# Notebook #4 for ARC/SSAD Project

The final task for this project is to create an ADS Library of ARC/SSAD matches, curate the remaining/missing items to ADS, and then create a separate library for those added.

## Task 4: Curate missing items and create ADS Libraries

Outline:
- Step 1: Curate records of missing items
- Step 2: Create ADS Library of matched items
- Step 3: Create ADS Library of newly added items

### Step 2: Create ADS Library of Matched Items

In [None]:
import pandas as pd
import numpy as np

# Open my excel sheet as a data frame
df = pd.read_excel("AHED/ADS-Matched-with-notes.xlsx")

# Take bibcode list, drop nulls and duplicates
df = df['BIBCODE'].replace('indexed', np.nan)
df = df.replace('Indexed', np.nan)
df = df.dropna()
df = df.drop_duplicates(keep="last")

# Format bibcodes to list
bibs = df.to_list()
print("Number of bibcodes:", len(bibs))

In [None]:
import requests
import json

# --- API REQUEST --- 
token = "pHazHxvHjPVPAcotvj7DIijROZXUjG5vXa2OaCQO"
url = "https://api.adsabs.harvard.edu/v1/biblib/libraries"
    
data = { 
    "name":"ARC/SSAD Library",
    "description":"Library of records ADS matches of ARC/SSAD holdings",
    "public": True,
    "bibcode": bibs
}
headers = {'Authorization': 'Bearer ' + token}
response = requests.post(url, data=json.dumps(data), headers=headers)

print(response.status_code)

### Step 3: Create ADS Library of added/curated items

In [None]:
import pandas as pd

# Load the txt files of records I made
bibs = pd.read_csv('/Users/sao/Documents/Curation/2021-10_AHED Missing.txt', delimiter='\t')
book1 = pd.read_csv('/Users/sao/Documents/Curation/2021-10_CCTP Book.txt', delimiter='\t')
book2 = pd.read_csv('/Users/sao/Documents/Curation/2021-10_SRML Book.txt', delimiter='\t')

Work instructions —
(A) In the ARC/SSAD notebook, turn the paragraph beginning "The final task for this project" into a short list that keeps its main facts.
(B) Pick up the ARC/SSAD notebook after its last line of code and carry it on.

Extracted entries —
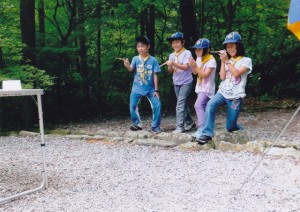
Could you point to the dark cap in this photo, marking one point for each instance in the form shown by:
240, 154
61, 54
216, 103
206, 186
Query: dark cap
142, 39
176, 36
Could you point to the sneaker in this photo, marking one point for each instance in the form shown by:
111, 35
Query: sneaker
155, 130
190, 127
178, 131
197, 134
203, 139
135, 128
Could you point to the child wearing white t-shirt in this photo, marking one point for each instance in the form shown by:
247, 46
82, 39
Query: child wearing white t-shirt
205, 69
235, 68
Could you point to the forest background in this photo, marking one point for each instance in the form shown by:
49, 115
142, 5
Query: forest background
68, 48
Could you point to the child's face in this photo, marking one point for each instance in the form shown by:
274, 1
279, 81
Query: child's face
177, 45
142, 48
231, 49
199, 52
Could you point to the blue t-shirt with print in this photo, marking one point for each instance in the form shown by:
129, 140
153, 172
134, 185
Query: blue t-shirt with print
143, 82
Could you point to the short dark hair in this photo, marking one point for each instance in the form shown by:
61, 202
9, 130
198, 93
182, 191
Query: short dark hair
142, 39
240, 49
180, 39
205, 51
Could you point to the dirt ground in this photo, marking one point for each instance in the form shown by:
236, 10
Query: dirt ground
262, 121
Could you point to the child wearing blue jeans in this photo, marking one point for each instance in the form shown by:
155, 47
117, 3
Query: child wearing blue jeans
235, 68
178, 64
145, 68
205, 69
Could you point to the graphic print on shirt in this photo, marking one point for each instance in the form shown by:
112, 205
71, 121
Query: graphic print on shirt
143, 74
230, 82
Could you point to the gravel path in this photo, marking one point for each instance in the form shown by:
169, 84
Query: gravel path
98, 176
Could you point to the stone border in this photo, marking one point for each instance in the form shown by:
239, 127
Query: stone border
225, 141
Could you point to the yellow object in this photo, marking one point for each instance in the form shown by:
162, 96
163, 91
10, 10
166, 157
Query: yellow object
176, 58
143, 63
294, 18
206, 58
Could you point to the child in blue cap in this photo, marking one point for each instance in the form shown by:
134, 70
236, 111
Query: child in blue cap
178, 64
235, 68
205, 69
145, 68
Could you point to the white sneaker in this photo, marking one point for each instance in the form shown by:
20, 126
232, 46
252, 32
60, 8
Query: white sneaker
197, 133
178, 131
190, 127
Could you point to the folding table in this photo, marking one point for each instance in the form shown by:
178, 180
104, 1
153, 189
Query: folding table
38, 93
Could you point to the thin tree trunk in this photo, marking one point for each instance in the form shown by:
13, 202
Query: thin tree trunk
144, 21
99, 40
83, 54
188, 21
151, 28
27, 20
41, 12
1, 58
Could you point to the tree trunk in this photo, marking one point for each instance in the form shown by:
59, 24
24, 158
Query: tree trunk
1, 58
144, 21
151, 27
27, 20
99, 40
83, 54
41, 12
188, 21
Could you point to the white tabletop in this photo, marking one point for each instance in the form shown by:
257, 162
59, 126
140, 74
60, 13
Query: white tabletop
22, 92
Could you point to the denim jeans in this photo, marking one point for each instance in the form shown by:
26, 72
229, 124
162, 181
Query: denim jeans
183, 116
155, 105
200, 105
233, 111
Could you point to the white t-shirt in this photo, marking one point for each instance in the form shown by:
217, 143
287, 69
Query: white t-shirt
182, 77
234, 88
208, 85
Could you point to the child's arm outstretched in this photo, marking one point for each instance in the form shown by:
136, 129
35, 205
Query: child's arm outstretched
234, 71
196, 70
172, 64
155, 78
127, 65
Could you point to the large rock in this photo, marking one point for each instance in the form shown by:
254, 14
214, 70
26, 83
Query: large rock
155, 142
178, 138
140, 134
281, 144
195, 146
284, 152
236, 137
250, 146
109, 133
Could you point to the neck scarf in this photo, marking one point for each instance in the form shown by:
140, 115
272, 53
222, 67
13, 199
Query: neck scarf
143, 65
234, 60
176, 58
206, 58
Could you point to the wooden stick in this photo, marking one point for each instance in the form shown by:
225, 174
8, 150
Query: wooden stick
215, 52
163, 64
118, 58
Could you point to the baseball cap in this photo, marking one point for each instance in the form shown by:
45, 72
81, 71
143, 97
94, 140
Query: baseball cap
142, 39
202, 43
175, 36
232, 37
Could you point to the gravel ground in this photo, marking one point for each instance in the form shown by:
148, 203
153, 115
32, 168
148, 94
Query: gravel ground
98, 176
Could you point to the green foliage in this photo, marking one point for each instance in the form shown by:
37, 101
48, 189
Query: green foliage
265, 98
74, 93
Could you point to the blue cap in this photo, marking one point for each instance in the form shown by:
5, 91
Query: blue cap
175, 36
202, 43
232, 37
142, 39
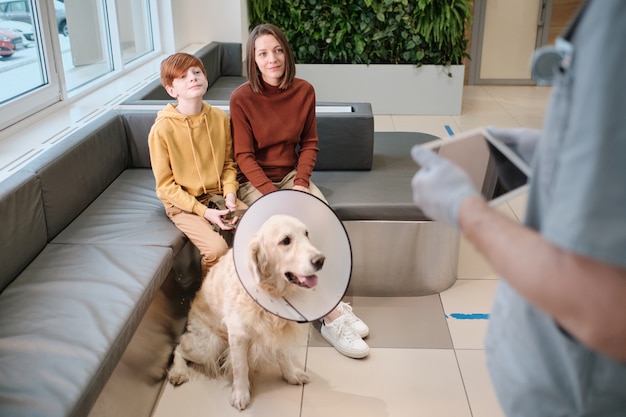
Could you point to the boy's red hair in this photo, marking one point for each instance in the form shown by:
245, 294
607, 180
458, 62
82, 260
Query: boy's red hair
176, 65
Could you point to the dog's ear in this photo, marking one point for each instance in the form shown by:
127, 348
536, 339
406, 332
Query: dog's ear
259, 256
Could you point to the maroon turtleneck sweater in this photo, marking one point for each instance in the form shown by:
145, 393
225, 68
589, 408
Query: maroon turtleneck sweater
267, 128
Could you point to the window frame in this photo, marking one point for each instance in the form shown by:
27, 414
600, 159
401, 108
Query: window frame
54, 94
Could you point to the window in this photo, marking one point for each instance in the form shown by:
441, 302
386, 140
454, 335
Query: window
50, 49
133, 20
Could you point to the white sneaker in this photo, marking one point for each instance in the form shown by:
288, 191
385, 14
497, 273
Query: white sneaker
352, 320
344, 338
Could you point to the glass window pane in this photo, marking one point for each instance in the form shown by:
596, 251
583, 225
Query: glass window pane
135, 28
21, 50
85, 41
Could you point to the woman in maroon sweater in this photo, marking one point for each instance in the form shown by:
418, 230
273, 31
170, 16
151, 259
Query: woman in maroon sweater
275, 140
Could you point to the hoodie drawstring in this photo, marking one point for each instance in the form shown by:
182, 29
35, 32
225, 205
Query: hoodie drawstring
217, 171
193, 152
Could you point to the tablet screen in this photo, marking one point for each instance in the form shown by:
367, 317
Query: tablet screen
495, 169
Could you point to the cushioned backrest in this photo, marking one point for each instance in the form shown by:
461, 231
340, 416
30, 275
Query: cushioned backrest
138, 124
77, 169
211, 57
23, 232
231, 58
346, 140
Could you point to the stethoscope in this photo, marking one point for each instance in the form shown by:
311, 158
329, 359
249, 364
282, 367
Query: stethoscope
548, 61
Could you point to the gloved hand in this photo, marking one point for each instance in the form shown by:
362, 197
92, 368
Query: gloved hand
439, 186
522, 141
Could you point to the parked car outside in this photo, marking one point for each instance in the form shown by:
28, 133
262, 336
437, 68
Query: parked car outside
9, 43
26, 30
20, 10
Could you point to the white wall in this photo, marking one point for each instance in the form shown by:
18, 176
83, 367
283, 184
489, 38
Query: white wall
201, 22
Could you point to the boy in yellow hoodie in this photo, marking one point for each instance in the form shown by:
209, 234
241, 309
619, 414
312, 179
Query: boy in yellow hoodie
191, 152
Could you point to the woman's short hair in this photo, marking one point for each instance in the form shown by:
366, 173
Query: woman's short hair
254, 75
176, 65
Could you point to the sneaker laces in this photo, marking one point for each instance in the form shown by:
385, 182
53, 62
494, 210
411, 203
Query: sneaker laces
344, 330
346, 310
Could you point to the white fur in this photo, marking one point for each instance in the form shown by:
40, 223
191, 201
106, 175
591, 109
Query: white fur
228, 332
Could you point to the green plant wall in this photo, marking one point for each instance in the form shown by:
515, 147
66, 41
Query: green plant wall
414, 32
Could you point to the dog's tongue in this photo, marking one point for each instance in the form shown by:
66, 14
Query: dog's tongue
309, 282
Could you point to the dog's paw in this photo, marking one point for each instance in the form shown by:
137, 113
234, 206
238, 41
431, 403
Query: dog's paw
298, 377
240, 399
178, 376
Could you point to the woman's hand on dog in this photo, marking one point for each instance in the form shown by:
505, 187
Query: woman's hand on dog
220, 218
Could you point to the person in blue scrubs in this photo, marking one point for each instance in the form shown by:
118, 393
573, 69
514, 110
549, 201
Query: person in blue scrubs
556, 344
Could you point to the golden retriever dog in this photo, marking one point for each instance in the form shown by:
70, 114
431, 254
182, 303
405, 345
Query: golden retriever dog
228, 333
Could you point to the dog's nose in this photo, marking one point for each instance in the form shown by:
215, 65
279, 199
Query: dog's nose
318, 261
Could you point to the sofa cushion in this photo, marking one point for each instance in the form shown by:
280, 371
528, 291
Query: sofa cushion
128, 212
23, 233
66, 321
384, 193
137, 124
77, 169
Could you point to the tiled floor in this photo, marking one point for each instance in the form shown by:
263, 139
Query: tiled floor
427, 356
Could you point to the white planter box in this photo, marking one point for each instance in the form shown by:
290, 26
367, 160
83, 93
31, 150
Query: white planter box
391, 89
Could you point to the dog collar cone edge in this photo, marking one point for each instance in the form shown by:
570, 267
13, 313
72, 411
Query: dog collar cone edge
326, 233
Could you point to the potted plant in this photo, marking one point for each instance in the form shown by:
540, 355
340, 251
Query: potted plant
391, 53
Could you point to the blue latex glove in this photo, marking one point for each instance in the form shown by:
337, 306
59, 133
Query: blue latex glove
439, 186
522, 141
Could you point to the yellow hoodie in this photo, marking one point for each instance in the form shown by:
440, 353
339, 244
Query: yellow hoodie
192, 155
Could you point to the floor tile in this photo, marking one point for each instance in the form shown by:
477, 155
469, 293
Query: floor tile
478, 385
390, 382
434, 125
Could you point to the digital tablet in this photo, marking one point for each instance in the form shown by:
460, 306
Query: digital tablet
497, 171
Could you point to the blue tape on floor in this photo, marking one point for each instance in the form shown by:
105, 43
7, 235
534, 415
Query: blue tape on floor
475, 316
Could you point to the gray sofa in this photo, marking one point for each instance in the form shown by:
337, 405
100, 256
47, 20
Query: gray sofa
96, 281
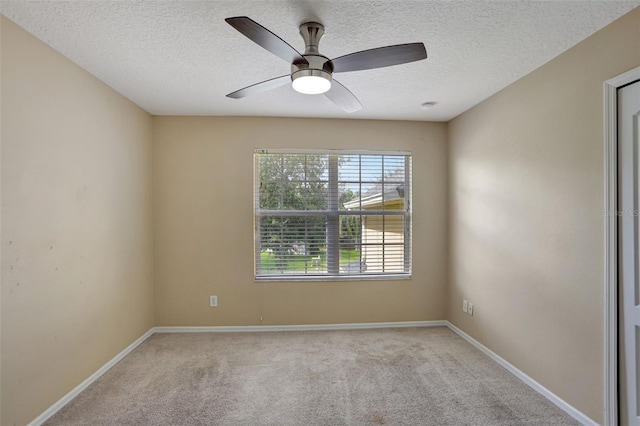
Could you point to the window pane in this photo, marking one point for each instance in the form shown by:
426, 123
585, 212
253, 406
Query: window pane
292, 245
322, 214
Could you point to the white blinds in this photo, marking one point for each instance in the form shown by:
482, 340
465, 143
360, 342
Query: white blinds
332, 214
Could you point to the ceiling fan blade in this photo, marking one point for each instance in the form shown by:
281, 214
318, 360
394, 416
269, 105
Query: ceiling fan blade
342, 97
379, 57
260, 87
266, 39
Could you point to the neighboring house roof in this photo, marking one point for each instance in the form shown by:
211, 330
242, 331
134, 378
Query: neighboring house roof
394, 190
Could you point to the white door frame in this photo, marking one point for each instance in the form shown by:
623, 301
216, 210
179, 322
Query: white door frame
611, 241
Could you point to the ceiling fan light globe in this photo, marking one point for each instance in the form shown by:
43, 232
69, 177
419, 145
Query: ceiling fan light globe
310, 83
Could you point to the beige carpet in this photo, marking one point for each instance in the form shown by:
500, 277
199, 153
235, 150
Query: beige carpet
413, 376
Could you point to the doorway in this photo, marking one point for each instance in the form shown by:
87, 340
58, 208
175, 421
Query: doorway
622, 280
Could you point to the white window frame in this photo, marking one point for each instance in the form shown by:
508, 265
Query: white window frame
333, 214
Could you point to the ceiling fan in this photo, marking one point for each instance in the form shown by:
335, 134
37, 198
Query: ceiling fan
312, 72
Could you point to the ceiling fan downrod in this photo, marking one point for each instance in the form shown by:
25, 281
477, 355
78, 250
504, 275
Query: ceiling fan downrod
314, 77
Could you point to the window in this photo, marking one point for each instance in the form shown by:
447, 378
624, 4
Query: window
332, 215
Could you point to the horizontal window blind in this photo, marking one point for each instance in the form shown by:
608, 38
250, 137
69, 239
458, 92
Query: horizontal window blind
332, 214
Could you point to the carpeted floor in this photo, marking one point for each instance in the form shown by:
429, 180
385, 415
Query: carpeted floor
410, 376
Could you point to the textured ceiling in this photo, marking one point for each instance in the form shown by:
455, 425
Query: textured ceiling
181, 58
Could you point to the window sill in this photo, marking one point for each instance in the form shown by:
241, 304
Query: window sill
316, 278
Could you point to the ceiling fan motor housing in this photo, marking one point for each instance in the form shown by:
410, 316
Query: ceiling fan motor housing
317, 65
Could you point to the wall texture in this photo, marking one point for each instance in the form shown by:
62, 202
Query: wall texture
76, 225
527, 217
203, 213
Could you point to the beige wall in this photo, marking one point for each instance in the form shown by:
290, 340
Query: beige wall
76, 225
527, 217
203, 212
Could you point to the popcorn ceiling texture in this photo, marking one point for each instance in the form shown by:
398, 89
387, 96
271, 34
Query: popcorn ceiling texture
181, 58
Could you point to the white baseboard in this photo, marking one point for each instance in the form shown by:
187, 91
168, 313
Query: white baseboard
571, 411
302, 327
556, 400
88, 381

Task-by-task answers —
(A)
The final task for this project:
- Create an ADS Library of ARC/SSAD matches.
- Curate the remaining or missing items to ADS.
- Create a separate library for the items added.

(B)
# Convert to data frame
bibs = pd.DataFrame(bibs)
book1_r = pd.DataFrame(book1)
book2_r = pd.DataFrame(book2)

bibs.columns=['data']
book1_r.columns=['data']
book2_r.columns=['data']

# Join all the lines together in one column
bib_list = pd.concat([bibs, book1_r, book2_r], axis='index', ignore_index=True)
bib_list

In [None]:
# Isolate the bibcodes only by grabbing the rows that start iwht %R
rslt = bib_list[bib_list['data'].str.startswith('%R')]
rslt['data'] = rslt['data'].map(lambda x: x.lstrip('%R '))
print('Number of bibcodes:',len(rslt),'\n',rslt)

In [None]:
# Convert to list
library = rslt['data'].to_list()
library

In [None]:
import requests
import json

# --- API REQUEST --- 
token = "pHazHxvHjPVPAcotvj7DIijROZXUjG5vXa2OaCQO"
url = "https://api.adsabs.harvard.edu/v1/biblib/libraries"
    
data = { 
    "name":"ARC/SSAD Library 2",
    "description":"Library of records ADS added/curated from references of ARC/SSAD holdings",
    "public": True,
    "bibcode": library
}
headers = {'Authorization': 'Bearer ' + token}
response = requests.post(url, data=json.dumps(data), headers=headers)

print(response.status_code)